Excerpt
########

CRAIG M. JOHNSON; MARCIA L. JOHNSON; AND GALESBURG ELECTRIC INDUSTRIAL SUPPLY, INC., AN ILLINOIS CORPORATION, PLAINTIFFS,
v.
SECURITY MUTUAL LIFE INSURANCE COMPANY OF NEW YORK, A NEW YORK CORPORATION; DAVID K. FENSLER, NOT PERSONALLY, BUT AS TRUSTEE OF THE UNITED EMPLOYEE BENEFIT FUND; UNITED EMPLOYEE BENEFIT FUND, AN ILLINOIS NONPROFIT; HERBERT O. MCDOWELL III, NOT PERSONALLY, BUT AS DIRECTOR OF THE PROFESSIONAL WORKERS MASTER CONTRACT GROUP; GERALD KOENNING, PERSONALLY, AND AS DIRECTOR OF EMPLOYERS BENEFITS, INC.; LOU DELPIERRE, PERSONALLY, AND AS OWNER OF EMPLOYERS BENEFITS, INC.; AND EMPLOYERS BENEFITS, INC., AN ILLINOIS CORPORATION, DEFENDANTS.
SECURITY MUTUAL LIFE INSURANCE ) COMPANY OF NEW YORK, THIRD-PARTY PLAINTIFF,
v.
MARSHALL DAVID KATZMAN AND KOENNING INSURANCE AGENCY, INC., THIRD-PARTY DEFENDANTS.



The opinion of the court was delivered by: Joe Billy McDADE United States District Judge

ORDER & OPINION

This matter is before the Court on motions to dismiss by various Defendants and upon a motion for partial voluntary dismissal by Plaintiffs. Plaintiffs' motion to voluntarily dismiss the Amended Complaint against United Employee Benefit Fund and David K. Fensler (Doc. 72) is GRANTED. The motion to dismiss by Security Mutual Life Insurance Company of New York (Doc. 60) is GRANTED in relevant part. The motion to dismiss by Gerald Koenning, Lou Delpierre, and Employer Benefits, Inc. (Doc. 65) is GRANTED in relevant part. The remaining pending motions are moot.

BACKGROUND

The following facts are taken from Plaintiffs' Amended Complaint. Craig Johnson is the owner of Galesburg Electric/Industrial Supply, Inc., a supplier of electrical products. In 1996, Gerald Koenning and Lou Delpierre, the director and owner, respectively, of Employers Benefits, Inc., approached Johnson with the suggestion that he unionize the employees of Galesburg Electric for the purpose of providing life insurance to the employees (including himself) under an arrangement that would yield favorable tax consequences. Koenning and Delpierre apparently told Johnson that establishing a union as a vehicle through which to procure life insurance for the employees -- specifically, by way of a death benefits employee welfare plan -- would ensure that the insurance premium payments would be tax deductible.*fn1 Specifically, Koenning and Delpierre promoted a death benefits plan that, they claimed, was organized as a tax-exempt voluntary employees' benefit association (VEBA) under 26 U.S.C. § 501(c)(9). Additionally, Koenning and Delpierre either supplied to Johnson or arranged for him to receive marketing materials pertaining to the death benefits plan. These materials were produced by the "Master Contract Group" (a multi-employer association formed for purposes of collective bargaining), and the documents purportedly paralleled Koenning's and Delpierre's representations. The marketing documents represented that the plan was approved by the IRS as a tax-exempt VEBA and that employer contributions to the plan were tax deductible. (Exh. 3 to Am. Compl., at pp. 4, 6). According to the summary plan description ("SPD," which is attached to the Amended Complaint) the "Plan" is defined as the "United Employee Benefit Fund" and the Plan Administrator is listed as David K. Fensler (Exh. 2 to Am. Compl., at pp. 1, 4-5). The SPD states that the Plan Administrator is responsible for construing and interpreting the Plan, as well as day-to-day Plan administration. (Exh. 2 to Am. Compl., at p. 4).

########

(Stored data entries)
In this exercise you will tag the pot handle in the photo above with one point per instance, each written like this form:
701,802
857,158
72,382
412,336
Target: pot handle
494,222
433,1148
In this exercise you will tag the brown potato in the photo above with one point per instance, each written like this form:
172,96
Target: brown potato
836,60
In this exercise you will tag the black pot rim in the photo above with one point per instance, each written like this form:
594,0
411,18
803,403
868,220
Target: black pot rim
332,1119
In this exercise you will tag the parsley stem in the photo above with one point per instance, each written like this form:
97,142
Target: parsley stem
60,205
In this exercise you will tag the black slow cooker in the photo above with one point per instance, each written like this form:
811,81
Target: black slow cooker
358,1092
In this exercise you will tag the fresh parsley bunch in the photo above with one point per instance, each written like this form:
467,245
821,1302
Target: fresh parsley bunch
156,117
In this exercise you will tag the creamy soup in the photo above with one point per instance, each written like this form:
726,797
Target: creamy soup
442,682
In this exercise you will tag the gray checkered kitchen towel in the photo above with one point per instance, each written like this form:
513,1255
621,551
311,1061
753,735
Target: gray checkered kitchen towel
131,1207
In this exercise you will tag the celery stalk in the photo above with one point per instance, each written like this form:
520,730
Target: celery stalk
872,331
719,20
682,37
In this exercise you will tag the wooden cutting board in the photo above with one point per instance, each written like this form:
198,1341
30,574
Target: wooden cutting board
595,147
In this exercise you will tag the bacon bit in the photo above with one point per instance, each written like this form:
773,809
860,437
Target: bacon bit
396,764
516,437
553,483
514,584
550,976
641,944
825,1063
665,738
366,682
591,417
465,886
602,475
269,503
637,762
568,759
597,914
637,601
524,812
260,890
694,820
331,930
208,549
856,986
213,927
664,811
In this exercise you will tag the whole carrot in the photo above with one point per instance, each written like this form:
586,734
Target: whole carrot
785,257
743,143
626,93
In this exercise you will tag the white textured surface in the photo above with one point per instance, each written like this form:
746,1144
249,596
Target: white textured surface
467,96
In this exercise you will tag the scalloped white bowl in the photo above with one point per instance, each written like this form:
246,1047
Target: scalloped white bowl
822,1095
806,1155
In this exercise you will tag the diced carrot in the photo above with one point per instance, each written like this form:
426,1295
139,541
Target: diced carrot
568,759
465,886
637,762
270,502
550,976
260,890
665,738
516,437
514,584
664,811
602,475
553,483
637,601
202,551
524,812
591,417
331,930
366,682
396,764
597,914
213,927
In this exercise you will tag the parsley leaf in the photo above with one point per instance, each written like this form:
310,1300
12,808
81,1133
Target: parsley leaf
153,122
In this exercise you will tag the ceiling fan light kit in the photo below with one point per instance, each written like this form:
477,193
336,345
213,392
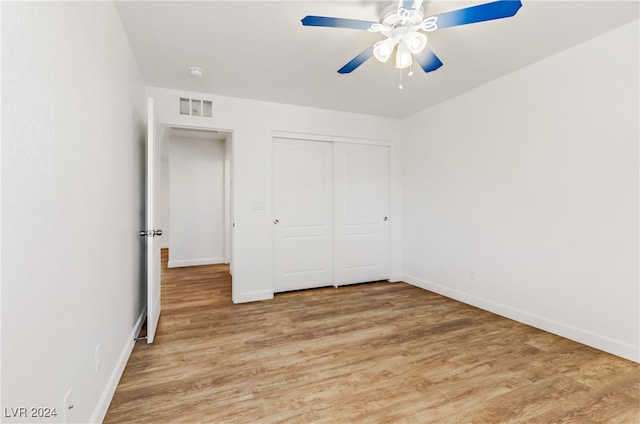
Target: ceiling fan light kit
403,26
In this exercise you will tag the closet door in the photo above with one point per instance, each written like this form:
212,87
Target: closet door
302,214
361,211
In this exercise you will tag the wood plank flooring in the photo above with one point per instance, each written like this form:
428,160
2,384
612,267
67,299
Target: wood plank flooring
369,353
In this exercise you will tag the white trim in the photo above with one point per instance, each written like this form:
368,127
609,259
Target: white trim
195,262
102,406
589,338
332,138
253,296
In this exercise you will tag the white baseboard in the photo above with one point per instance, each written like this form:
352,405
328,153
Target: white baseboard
195,262
589,338
252,296
102,407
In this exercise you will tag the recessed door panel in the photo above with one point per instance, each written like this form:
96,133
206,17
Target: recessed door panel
361,218
303,214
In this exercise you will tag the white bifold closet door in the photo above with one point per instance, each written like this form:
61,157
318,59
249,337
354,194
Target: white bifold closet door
303,214
361,209
330,204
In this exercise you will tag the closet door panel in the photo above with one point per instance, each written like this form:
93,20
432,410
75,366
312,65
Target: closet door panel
303,214
361,205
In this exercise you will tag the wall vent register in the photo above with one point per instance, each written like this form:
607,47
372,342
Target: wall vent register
196,107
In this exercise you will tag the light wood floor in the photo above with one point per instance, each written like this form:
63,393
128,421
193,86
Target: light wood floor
370,353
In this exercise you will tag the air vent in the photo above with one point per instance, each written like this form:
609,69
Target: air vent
196,107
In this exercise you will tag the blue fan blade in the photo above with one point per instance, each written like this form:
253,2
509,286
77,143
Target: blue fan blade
357,61
427,60
407,4
327,21
484,12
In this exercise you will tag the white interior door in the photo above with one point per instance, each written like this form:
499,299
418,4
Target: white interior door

########

Written problem 1
Determine whether each of the following statements agrees with the court order, answering yes or no and quoting the deciding words of the court order: (a) Gerald Koenning and Lou Delpierre approached Johnson in 1996; (b) the summary plan description lists Herbert O. McDowell III as the Plan Administrator; (c) the motion to dismiss by Security Mutual Life Insurance Company of New York was denied.
Written problem 2
Extend the court order concerning the Johnsons and Galesburg Electric, beginning after its final sentence.
The stored data entries are not required for this work.

Exercise response 1
(a) Yes: "In 1996, Gerald Koenning and Lou Delpierre, the director and owner, respectively, of Employers Benefits, Inc., approached Johnson"
(b) No: "the Plan Administrator is listed as David K. Fensler"
(c) No: "The motion to dismiss by Security Mutual Life Insurance Company of New York (Doc. 60) is GRANTED in relevant part."

Exercise response 2
Based on Koenning's and Delpierre's advice, as well as the corresponding marketing materials, Johnson decided to establish a union at Galesburg Electric: UNITE Local 2411. The Amended Complaint alleges that Herbert McDowell, a director with the Master Contract Group, assisted or guided Johnson in creating the union and in implementing a collective bargaining agreement.*fn2 Around the same time, according to the Amended Complaint, Johnson arranged for life insurance coverage (presumably by way of the death benefits Plan) for the unionized Galesburg Electric employees by "purchas[ing] the life insurance through Koenning." (Am. Compl. ¶ 11). Security Mutual Life Insurance Company of New York allegedly underwrote the insurance policies.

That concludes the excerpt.